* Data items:
....
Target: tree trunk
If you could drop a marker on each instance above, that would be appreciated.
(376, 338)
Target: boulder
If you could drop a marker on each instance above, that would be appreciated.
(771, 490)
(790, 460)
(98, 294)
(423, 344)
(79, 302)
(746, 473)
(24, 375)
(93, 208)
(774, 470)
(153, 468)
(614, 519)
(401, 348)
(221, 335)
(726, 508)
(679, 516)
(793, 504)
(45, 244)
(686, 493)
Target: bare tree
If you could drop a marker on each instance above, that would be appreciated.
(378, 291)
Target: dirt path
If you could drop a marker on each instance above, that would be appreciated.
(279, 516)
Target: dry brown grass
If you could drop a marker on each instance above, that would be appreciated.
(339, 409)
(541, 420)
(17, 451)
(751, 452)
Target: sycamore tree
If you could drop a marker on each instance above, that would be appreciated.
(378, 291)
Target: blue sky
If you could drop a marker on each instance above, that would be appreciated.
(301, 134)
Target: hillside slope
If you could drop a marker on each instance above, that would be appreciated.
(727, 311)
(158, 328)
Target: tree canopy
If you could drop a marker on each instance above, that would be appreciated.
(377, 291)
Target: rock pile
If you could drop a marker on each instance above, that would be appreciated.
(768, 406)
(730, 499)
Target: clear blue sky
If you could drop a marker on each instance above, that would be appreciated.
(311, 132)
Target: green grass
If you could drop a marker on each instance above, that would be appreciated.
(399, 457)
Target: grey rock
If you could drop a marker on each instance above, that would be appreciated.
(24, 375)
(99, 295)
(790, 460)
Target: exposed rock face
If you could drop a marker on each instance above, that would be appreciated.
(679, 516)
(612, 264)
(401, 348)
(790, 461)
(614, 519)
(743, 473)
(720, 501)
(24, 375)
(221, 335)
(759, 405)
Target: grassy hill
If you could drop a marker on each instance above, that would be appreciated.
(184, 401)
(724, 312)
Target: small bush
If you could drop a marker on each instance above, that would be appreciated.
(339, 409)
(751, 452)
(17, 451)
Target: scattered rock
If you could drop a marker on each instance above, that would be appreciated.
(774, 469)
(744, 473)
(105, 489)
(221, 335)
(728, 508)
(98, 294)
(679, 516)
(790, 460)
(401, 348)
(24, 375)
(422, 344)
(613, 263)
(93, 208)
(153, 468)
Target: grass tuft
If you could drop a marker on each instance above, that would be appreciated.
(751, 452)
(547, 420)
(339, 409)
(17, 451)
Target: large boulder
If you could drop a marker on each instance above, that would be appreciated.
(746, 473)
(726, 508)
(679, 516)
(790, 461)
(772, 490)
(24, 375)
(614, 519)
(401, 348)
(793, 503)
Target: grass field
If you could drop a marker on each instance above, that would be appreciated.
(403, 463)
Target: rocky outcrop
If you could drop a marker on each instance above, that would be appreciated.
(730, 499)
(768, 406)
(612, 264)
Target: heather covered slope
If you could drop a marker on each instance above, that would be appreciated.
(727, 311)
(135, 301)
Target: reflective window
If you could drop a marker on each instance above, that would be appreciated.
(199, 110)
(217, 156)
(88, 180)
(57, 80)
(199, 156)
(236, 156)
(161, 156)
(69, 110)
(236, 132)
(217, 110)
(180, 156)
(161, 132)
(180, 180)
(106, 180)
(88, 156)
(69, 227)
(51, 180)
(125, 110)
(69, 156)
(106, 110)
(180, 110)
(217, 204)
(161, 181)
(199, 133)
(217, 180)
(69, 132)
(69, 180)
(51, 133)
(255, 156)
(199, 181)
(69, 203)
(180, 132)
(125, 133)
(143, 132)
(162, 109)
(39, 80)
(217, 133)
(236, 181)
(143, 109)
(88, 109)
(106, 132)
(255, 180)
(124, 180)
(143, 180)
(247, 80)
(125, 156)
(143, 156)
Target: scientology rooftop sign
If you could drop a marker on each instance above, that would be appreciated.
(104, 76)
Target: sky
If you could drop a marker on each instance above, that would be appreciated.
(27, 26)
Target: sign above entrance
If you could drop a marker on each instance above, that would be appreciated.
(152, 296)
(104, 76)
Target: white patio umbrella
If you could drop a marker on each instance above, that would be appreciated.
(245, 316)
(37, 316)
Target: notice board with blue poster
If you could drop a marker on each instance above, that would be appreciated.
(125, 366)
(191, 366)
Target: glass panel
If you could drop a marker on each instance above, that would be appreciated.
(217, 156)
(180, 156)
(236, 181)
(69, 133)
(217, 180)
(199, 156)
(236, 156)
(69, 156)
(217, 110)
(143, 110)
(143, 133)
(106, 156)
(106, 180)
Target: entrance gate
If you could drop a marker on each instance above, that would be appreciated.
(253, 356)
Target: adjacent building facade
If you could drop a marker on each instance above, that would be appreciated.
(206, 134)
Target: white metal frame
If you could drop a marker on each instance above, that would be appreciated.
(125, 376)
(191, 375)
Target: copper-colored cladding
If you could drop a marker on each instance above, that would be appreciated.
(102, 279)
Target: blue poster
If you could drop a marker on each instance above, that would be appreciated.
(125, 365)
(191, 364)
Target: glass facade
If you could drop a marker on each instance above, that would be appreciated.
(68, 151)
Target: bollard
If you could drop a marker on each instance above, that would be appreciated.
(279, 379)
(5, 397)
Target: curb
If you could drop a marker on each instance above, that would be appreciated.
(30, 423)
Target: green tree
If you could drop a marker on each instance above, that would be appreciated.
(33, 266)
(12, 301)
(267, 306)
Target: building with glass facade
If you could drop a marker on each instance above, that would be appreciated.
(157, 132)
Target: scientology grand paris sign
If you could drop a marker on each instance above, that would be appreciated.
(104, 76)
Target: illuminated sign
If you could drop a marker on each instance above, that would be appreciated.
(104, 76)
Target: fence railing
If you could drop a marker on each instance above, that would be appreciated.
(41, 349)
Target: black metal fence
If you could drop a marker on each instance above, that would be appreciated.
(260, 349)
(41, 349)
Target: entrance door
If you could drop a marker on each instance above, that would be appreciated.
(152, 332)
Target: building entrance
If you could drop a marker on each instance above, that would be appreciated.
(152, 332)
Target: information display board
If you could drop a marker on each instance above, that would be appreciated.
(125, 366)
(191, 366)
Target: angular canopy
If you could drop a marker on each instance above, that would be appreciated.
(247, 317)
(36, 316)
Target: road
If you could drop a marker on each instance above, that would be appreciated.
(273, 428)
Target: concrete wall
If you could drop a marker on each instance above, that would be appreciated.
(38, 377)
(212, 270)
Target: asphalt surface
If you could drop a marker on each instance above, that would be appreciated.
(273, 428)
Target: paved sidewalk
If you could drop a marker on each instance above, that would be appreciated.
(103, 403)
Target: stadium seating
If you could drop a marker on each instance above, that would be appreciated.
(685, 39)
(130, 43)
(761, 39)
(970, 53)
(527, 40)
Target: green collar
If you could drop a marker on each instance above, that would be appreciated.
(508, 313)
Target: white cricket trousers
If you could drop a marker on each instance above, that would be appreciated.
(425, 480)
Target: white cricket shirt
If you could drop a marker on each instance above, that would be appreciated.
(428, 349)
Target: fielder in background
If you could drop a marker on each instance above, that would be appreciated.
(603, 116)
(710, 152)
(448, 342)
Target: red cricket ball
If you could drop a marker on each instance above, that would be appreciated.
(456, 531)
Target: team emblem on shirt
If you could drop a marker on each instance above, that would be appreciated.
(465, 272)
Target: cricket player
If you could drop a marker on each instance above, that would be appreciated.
....
Recast every item above as a numbered list, leaving out any blank lines.

1. Target: tree trunk
2. If you could drop a marker on each instance above, that would be appreciated.
3. (376, 338)
4. Target: boulder
5. If you could drop a marker on each instance above, that would be appreciated.
6. (771, 490)
7. (790, 460)
8. (98, 294)
9. (423, 344)
10. (79, 302)
11. (746, 473)
12. (24, 375)
13. (93, 208)
14. (774, 470)
15. (153, 468)
16. (614, 519)
17. (401, 348)
18. (221, 335)
19. (726, 508)
20. (679, 516)
21. (793, 504)
22. (45, 244)
23. (686, 493)
24. Target: bare tree
25. If you could drop a marker on each instance above, that would be appreciated.
26. (378, 291)
27. Target: dirt path
28. If you could drop a marker on each instance above, that would be appreciated.
29. (279, 516)
30. Target: dry brown grass
31. If you could drop a marker on each instance above, that would be appreciated.
32. (339, 409)
33. (541, 420)
34. (17, 451)
35. (751, 452)
36. Target: sycamore tree
37. If you could drop a marker on each instance above, that would be appreciated.
38. (378, 291)
39. Target: blue sky
40. If you could drop a marker on each instance above, that would be appreciated.
41. (301, 134)
42. Target: hillside slope
43. If you could drop a marker on each instance above, that would be appreciated.
44. (727, 311)
45. (158, 328)
46. Target: tree canopy
47. If you could drop a marker on each instance above, that would be appreciated.
48. (377, 291)
49. Target: rock pile
50. If you could drop a marker on each instance above, that would be appreciated.
51. (768, 406)
52. (730, 499)
53. Target: clear blue sky
54. If you could drop a marker on each instance above, that would be appreciated.
55. (311, 132)
56. Target: green grass
57. If you could drop a marker on each instance above, that would be appreciated.
58. (399, 457)
59. Target: grey rock
60. If you could drop a marker on each instance above, that would be appreciated.
61. (24, 375)
62. (99, 295)
63. (790, 460)
64. Target: exposed rock face
65. If you could drop a marker on each instance above, that would be appreciated.
66. (679, 516)
67. (612, 264)
68. (401, 348)
69. (790, 461)
70. (614, 519)
71. (743, 473)
72. (720, 501)
73. (24, 375)
74. (221, 335)
75. (759, 405)
76. Target: grassy hill
77. If you could drop a marker on each instance above, that would be appreciated.
78. (184, 401)
79. (724, 312)
80. Target: small bush
81. If you could drop a marker on each instance above, that would be appreciated.
82. (339, 409)
83. (751, 452)
84. (17, 451)
85. Target: scattered rock
86. If you could drop a marker on each instance above, that would be appreciated.
87. (774, 469)
88. (744, 473)
89. (105, 489)
90. (221, 335)
91. (728, 508)
92. (98, 294)
93. (679, 516)
94. (790, 460)
95. (401, 348)
96. (24, 375)
97. (422, 344)
98. (613, 263)
99. (93, 208)
100. (153, 468)
101. Target: grass tuft
102. If you could drop a marker on each instance above, that would be appreciated.
103. (751, 452)
104. (547, 420)
105. (339, 409)
106. (17, 451)
107. Target: large boulder
108. If you could drop a marker on each instance above, that would be appreciated.
109. (746, 473)
110. (726, 508)
111. (679, 516)
112. (790, 461)
113. (772, 490)
114. (24, 375)
115. (614, 519)
116. (401, 348)
117. (793, 503)
118. Target: grass field
119. If you could drop a marker on each instance above, that would be appreciated.
120. (403, 463)
121. Target: rocky outcrop
122. If you could drop a marker on each instance above, that would be appreciated.
123. (730, 499)
124. (768, 406)
125. (612, 264)
126. Target: heather covered slope
127. If you could drop a marker on each instance above, that would be appreciated.
128. (727, 311)
129. (135, 301)
130. Target: reflective window
131. If you could drop a marker on each instance above, that would be appreciated.
132. (199, 110)
133. (217, 156)
134. (88, 180)
135. (57, 80)
136. (199, 156)
137. (236, 156)
138. (161, 156)
139. (69, 110)
140. (236, 132)
141. (217, 110)
142. (180, 156)
143. (161, 132)
144. (180, 180)
145. (106, 180)
146. (88, 156)
147. (69, 227)
148. (51, 180)
149. (125, 110)
150. (69, 156)
151. (106, 110)
152. (180, 110)
153. (217, 204)
154. (161, 181)
155. (199, 133)
156. (217, 180)
157. (69, 132)
158. (69, 180)
159. (51, 133)
160. (255, 156)
161. (199, 181)
162. (69, 203)
163. (180, 132)
164. (125, 133)
165. (143, 132)
166. (162, 109)
167. (39, 80)
168. (217, 133)
169. (236, 181)
170. (143, 109)
171. (88, 109)
172. (106, 132)
173. (255, 180)
174. (124, 180)
175. (143, 180)
176. (247, 80)
177. (125, 156)
178. (143, 156)
179. Target: scientology rooftop sign
180. If you could drop a marker on each instance above, that would be appreciated.
181. (104, 76)
182. Target: sky
183. If you could drop a marker on each instance above, that would be appreciated.
184. (27, 26)
185. Target: sign above entrance
186. If you could drop a marker on each instance above, that would be appreciated.
187. (152, 296)
188. (104, 76)
189. Target: white patio umbrella
190. If you could drop a marker on each instance above, that would be appreciated.
191. (245, 316)
192. (37, 316)
193. Target: notice board with blue poster
194. If you could drop a marker on each instance above, that would be appreciated.
195. (125, 366)
196. (191, 366)
197. Target: glass panel
198. If you could drop a marker on each instance above, that would be appreciated.
199. (217, 156)
200. (180, 156)
201. (236, 181)
202. (69, 133)
203. (217, 180)
204. (199, 156)
205. (236, 156)
206. (69, 156)
207. (217, 110)
208. (143, 110)
209. (143, 133)
210. (106, 156)
211. (106, 180)
212. Target: entrance gate
213. If you could drop a marker on each instance above, that would be appreciated.
214. (253, 356)
215. Target: adjacent building facade
216. If you could drop a marker on each instance above, that would be appreciated.
217. (206, 134)
218. Target: white metal frame
219. If you could drop a marker on each instance above, that would be appreciated.
220. (125, 376)
221. (191, 375)
222. Target: copper-colored cladding
223. If you could drop a marker on each instance above, that would be appreciated.
224. (102, 279)
225. Target: blue poster
226. If you could drop a marker on each instance above, that would be appreciated.
227. (125, 365)
228. (191, 364)
229. Target: glass facade
230. If you could drop a marker on each instance above, that would be appreciated.
231. (68, 151)
232. Target: bollard
233. If you could drop a marker on each instance above, that would be appreciated.
234. (279, 379)
235. (5, 397)
236. Target: curb
237. If you could drop a marker on each instance above, that would be appreciated.
238. (30, 423)
239. Target: green tree
240. If you could drop a marker on each instance above, that would be appreciated.
241. (33, 266)
242. (12, 301)
243. (267, 306)
244. Target: building with glass facade
245. If you could drop a marker on each instance above, that would be appreciated.
246. (157, 132)
247. Target: scientology grand paris sign
248. If you could drop a marker on each instance above, that would be appreciated.
249. (104, 76)
250. Target: illuminated sign
251. If you could drop a marker on each instance above, that would be appreciated.
252. (104, 76)
253. Target: fence railing
254. If you could drop a marker on each instance above, that would be appreciated.
255. (41, 349)
256. Target: black metal fence
257. If you could drop a marker on each instance above, that would be appreciated.
258. (260, 349)
259. (41, 349)
260. Target: entrance door
261. If you could drop a marker on each instance above, that would be appreciated.
262. (152, 332)
263. Target: building entrance
264. If you could drop a marker on each instance above, that would be appreciated.
265. (152, 332)
266. Target: information display board
267. If you could drop a marker on each instance above, that would be appreciated.
268. (125, 366)
269. (191, 366)
270. Target: angular canopy
271. If you could drop a marker on each instance above, that would be appreciated.
272. (247, 317)
273. (36, 316)
274. Target: road
275. If you could drop a marker on each instance above, that would be appreciated.
276. (273, 428)
277. Target: concrete wall
278. If you could drop a marker on each instance above, that would be appreciated.
279. (38, 377)
280. (212, 270)
281. Target: asphalt surface
282. If you could drop a marker on each instance above, that would be appreciated.
283. (273, 428)
284. Target: paved sidewalk
285. If you could drop a marker on each instance above, that would be appreciated.
286. (103, 403)
287. Target: stadium seating
288. If you could drop a marker on each instance above, that would be appreciated.
289. (685, 39)
290. (130, 43)
291. (761, 39)
292. (970, 53)
293. (527, 40)
294. Target: green collar
295. If you could drop a marker on each instance above, that would be appreciated.
296. (508, 313)
297. Target: white cricket trousers
298. If you could drop a marker on each instance above, that would be appreciated.
299. (425, 480)
300. Target: white cricket shirt
301. If you could drop a marker on each instance above, that would be appreciated.
302. (428, 349)
303. Target: fielder in background
304. If you could drop a marker on each instance above, that would be appreciated.
305. (603, 116)
306. (710, 152)
307. (448, 342)
308. Target: red cricket ball
309. If you could drop a marker on each instance above, that would be appreciated.
310. (456, 531)
311. Target: team emblem on shirt
312. If you could drop a marker on each instance above, that would be appreciated.
313. (465, 272)
314. Target: cricket player
315. If you could drop a marker on each instance above, that would be appreciated.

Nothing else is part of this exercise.